Do this:
Reproduce the article on visa problems at the Dublin Web Summit in full, word for word.

Source excerpt:

———

Visa problems have prevented international entrepreneurs, employees of tech startups and major tech businesses from attending the annual Web Summit event held in Dublin, Ireland. The Summit, held between 3-5 November, is an opportunity for tech businesses to network. Problems with paperwork are understood to be the reason behind the visa delays and rejections.
Web Summit organisers' email about visa issues
An email, sent out on 2 November 2015 by the organisers of the 2015 Web Summit, informed delegates attending the event that a number of attendees had encountered problems with their visa applications. An excerpt from the email read: "In the previous ten days, a number of visas for our attendees, employees and speakers have been denied or delayed."
The email added: "Please be mindful that all your paperwork needs to be in order, especially if you're travelling to Dublin from China or India." However, no further details were provided.
Similar visa problems during the previous 2014 Web Summit
Anurag Rathor is the founder of Zify, a startup business that enables people to share car journeys. He was denied a visit visa for the 2014 conference. In an interview with Techworld, Rathor explained that he'd spent €3,000 on his visa application.
Based in Hyberedad, India, Rathor said that the application was rejected by the UK government due to 'complications with a hotel in Dublin that was listed as his startup's accommodation during the event.' Commenting on the 2015 conference, Rathor said: "I took the decision not to attend this year…Last year was pathetic." The UK visa enables him to visit both the UK and Ireland under the British-Irish visa scheme for Indian and Chinese nationals.
British-Irish visa scheme for Indians and Chinese
The UK and Ireland have a joint visa scheme that enables Indian and Chinese visitors with a visa to one Country to visit both Countries. However, there can be delays in the processing of visit visas.

———

Information given:

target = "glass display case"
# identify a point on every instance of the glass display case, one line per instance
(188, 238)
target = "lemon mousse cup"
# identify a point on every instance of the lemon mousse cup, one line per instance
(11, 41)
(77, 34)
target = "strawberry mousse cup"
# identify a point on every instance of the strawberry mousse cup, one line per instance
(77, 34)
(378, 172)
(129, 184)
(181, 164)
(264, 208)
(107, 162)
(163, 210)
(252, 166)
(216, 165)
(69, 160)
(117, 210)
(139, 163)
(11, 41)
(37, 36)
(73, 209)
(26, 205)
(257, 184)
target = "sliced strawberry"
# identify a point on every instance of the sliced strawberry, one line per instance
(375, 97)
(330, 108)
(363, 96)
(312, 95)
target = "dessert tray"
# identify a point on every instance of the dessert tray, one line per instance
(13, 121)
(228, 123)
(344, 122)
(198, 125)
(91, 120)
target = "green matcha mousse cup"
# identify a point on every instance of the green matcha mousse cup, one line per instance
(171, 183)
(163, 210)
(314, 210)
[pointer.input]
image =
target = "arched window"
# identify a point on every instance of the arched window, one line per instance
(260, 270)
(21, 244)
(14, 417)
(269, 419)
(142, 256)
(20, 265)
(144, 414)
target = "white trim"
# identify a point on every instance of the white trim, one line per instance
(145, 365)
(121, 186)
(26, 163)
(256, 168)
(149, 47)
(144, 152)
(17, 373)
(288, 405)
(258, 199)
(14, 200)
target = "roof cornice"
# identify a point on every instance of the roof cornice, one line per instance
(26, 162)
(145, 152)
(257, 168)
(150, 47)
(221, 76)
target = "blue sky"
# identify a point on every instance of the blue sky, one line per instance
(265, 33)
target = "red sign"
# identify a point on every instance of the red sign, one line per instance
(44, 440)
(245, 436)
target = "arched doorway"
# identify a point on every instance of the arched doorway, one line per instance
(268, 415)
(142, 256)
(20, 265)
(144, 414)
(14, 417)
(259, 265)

———

Response to the task:
Visa problems have prevented international entrepreneurs, employees of tech startups and major tech businesses from attending the annual Web Summit event held in Dublin, Ireland. The Summit, held between 3-5 November, is an opportunity for tech businesses to network. Problems with paperwork are understood to be the reason behind the visa delays and rejections.
Web Summit organisers' email about visa issues
An email, sent out on 2 November 2015 by the organisers of the 2015 Web Summit, informed delegates attending the event that a number of attendees had encountered problems with their visa applications. An excerpt from the email read: "In the previous ten days, a number of visas for our attendees, employees and speakers have been denied or delayed."
The email added: "Please be mindful that all your paperwork needs to be in order, especially if you're travelling to Dublin from China or India." However, no further details were provided.
Similar visa problems during the previous 2014 Web Summit
Anurag Rathor is the founder of Zify, a startup business that enables people to share car journeys. He was denied a visit visa for the 2014 conference. In an interview with Techworld, Rathor explained that he'd spent €3,000 on his visa application.
Based in Hyberedad, India, Rathor said that the application was rejected by the UK government due to 'complications with a hotel in Dublin that was listed as his startup's accommodation during the event.' Commenting on the 2015 conference, Rathor said: "I took the decision not to attend this year…Last year was pathetic." The UK visa enables him to visit both the UK and Ireland under the British-Irish visa scheme for Indian and Chinese nationals.
British-Irish visa scheme for Indians and Chinese
The UK and Ireland have a joint visa scheme that enables Indian and Chinese visitors with a visa to one Country to visit both Countries. However, there can be delays in the processing of visit visas.